Work to complete: Copy the data from its start through the line containing "box: [429, 219, 448, 236]", replacing "negative clicks" with "background clicks" and changing nothing else. Omit the pictures.

Data provided:
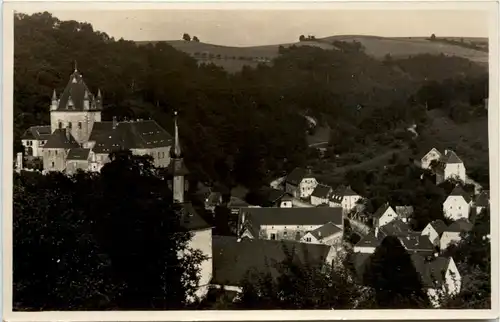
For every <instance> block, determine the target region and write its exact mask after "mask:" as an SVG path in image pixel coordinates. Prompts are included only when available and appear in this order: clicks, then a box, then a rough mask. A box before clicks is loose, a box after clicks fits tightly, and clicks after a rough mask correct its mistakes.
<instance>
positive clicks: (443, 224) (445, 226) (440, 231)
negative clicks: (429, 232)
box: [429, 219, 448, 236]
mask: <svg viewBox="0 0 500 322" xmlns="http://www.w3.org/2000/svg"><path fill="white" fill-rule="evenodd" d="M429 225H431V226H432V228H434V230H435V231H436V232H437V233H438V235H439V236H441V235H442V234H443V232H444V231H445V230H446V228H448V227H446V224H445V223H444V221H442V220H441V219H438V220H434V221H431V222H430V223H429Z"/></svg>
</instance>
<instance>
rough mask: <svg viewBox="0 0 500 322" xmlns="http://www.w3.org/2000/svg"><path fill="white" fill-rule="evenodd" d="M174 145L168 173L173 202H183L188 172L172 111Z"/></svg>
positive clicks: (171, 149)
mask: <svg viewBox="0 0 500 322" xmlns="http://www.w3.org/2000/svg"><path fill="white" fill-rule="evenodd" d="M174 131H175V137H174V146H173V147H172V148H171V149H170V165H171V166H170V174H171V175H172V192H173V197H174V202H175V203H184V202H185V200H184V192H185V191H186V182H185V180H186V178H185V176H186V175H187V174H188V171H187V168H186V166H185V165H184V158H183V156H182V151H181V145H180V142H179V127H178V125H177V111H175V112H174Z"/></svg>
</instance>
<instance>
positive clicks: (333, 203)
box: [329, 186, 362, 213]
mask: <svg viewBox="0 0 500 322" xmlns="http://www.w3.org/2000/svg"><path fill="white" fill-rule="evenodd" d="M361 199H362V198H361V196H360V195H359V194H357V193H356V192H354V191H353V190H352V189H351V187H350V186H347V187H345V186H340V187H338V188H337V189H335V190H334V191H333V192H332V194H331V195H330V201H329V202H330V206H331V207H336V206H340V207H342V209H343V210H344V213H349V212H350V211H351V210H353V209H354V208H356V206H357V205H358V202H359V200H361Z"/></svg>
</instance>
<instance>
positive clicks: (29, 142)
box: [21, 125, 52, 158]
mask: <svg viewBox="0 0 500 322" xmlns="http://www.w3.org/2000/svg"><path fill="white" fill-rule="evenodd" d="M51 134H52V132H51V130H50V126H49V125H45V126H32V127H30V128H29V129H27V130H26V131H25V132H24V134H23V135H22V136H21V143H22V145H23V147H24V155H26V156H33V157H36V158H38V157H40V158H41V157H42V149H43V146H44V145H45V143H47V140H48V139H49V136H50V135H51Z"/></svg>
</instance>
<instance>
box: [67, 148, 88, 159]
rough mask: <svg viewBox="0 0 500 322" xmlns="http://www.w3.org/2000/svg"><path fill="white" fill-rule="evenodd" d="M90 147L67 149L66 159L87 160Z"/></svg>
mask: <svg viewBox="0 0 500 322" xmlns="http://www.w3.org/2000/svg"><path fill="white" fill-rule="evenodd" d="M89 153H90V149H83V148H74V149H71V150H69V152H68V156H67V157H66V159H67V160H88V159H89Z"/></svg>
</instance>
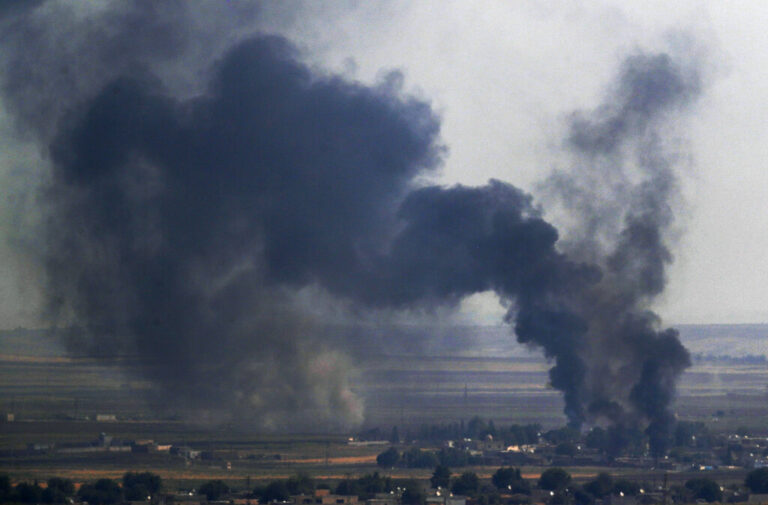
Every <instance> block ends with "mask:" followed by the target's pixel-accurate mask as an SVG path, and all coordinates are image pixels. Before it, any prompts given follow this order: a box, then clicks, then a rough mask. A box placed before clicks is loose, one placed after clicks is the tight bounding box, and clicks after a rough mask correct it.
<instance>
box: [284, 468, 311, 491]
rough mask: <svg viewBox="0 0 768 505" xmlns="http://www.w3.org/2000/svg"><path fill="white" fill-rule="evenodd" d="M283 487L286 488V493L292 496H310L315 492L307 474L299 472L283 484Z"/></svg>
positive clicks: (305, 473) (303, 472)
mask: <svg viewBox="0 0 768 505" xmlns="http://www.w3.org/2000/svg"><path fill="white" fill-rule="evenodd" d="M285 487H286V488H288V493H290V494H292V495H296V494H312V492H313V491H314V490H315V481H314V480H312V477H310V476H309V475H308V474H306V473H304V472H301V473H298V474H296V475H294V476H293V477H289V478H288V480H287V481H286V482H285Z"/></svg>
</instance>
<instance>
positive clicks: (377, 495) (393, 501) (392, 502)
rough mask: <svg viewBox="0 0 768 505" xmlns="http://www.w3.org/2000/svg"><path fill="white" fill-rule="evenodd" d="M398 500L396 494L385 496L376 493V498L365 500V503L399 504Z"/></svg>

Solved problem:
For every <instance> block, determine the target region and write its exact mask after "mask:" as an SVG path in image pixel coordinates. Prompts are included only when available and appear in this order: clicks, then a box, then a rough mask. A box before clicks is loose, a box after clicks fits tightly, and clicks after a rough mask correct its mistakes.
<instance>
positive clicks: (443, 224) (445, 226) (440, 231)
background clicks: (429, 232)
box: [429, 219, 448, 236]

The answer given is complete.